TEXTE PRÉSENTÉ
◇ ◇ ◇ ◇ ◇ ◇ ◇

« Les élus sont d’accord pour le ZAN, mais pas pour la méthode »
Les sénateurs Jean-Baptiste Blanc (Vaucluse) et Guislain Cambier (Nord) reviennent sur l’élaboration de la proposition de loi Trace pour une mise en œuvre alternative de l’objectif ZAN pour 2050, avec, comme priorité, la facilitation de la méthode pour les élus locaux.
Les sénateurs Jean-Baptiste Blanc (à g.) et Guislain Cambier, crédit : Capture vidéo Sénat
En janvier 2024, vous avez mené au Sénat un groupe intercommission de suivi pour la mise en œuvre du ZAN (« zéro artificialisation nette »), qui a donné lieu à un rapport à l’automne. Puis vous avez décidé de porter la proposition de loi visant à instaurer une trajectoire de réduction de l’artificialisation concertée avec les élus locaux (Trace). Pourquoi ?

◇ ◇ ◇ ◇ ◇ ◇ ◇

DONNÉES ENREGISTRÉES
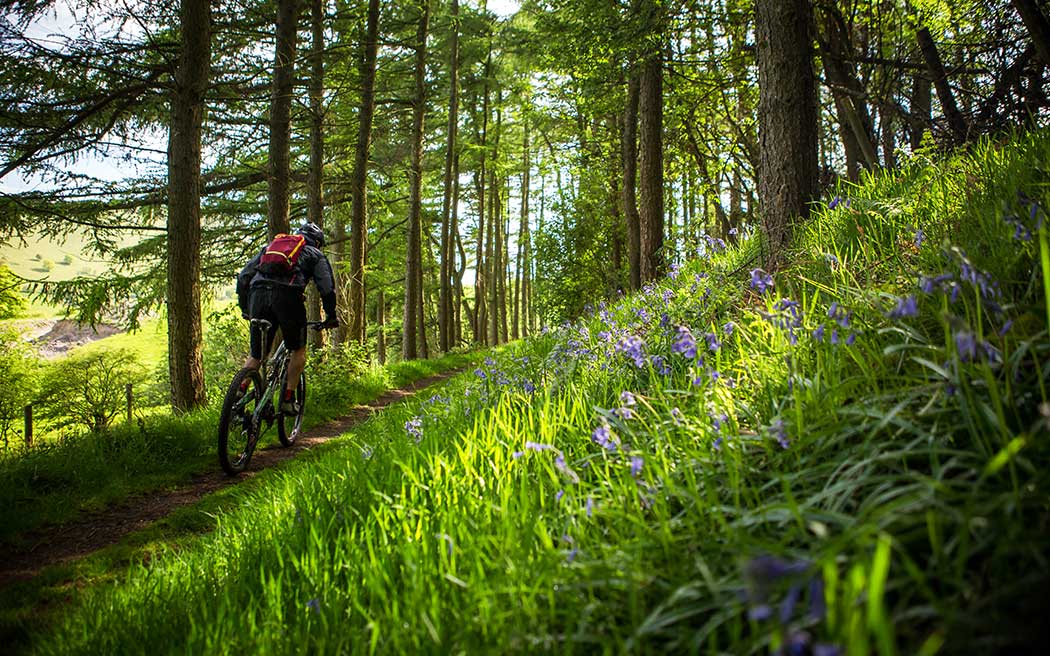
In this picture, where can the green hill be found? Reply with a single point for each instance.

◇ ◇ ◇ ◇ ◇ ◇ ◇

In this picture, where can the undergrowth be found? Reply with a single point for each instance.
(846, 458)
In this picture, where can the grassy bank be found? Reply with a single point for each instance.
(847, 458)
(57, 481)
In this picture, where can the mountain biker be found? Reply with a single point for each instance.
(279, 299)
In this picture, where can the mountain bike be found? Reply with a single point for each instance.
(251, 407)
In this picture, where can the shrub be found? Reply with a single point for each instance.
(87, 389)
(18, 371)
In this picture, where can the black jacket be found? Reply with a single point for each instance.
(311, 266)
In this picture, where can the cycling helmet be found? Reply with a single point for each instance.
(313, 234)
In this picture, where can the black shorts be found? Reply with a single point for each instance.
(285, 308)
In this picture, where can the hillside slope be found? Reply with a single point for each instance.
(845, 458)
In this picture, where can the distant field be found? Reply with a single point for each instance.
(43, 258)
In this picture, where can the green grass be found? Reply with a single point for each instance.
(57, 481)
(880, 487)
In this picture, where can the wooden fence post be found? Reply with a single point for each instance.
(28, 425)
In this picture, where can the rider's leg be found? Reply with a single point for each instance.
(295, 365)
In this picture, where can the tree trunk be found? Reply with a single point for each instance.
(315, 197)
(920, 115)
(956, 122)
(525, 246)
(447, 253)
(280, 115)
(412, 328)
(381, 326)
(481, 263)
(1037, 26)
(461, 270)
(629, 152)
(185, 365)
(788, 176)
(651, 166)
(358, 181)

◇ ◇ ◇ ◇ ◇ ◇ ◇

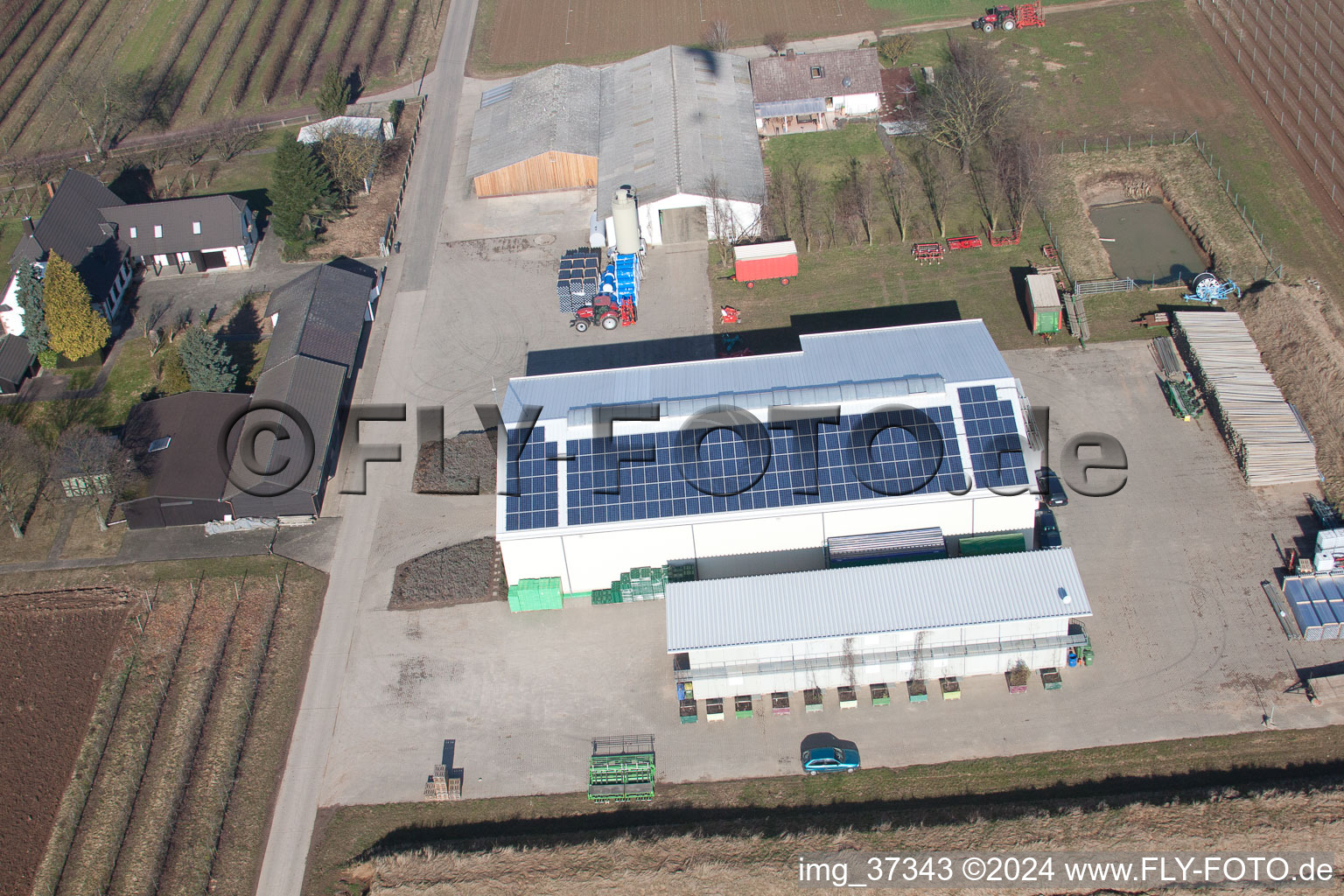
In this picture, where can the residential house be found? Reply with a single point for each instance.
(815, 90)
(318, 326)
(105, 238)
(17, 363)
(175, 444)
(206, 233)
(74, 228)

◇ ◇ ◇ ◇ ◇ ◇ ◇

SÉRIE DE CONSIGNES
A: Transcrivez le passage de l'entretien sur le ZAN qui commence à « Les sénateurs Jean-Baptiste Blanc (Vaucluse) » et se termine à « les élus locaux. ».
B: D'après l'entretien sur le ZAN, quel département le sénateur Guislain Cambier représente-t-il ?
C: En vous appuyant sur l'entretien sur le ZAN, expliquez à quoi sert la proposition de loi Trace et quelle priorité elle se fixe.

RÉPONSES RÉDIGÉES
A:
Les sénateurs Jean-Baptiste Blanc (Vaucluse) et Guislain Cambier (Nord) reviennent sur l’élaboration de la proposition de loi Trace pour une mise en œuvre alternative de l’objectif ZAN pour 2050, avec, comme priorité, la facilitation de la méthode pour les élus locaux.

B: Le Nord.

C: La proposition de loi Trace vise une mise en œuvre alternative de l'objectif ZAN pour 2050. Elle veut instaurer une trajectoire de réduction de l'artificialisation concertée avec les élus locaux. Sa priorité est de faciliter la méthode pour ces élus.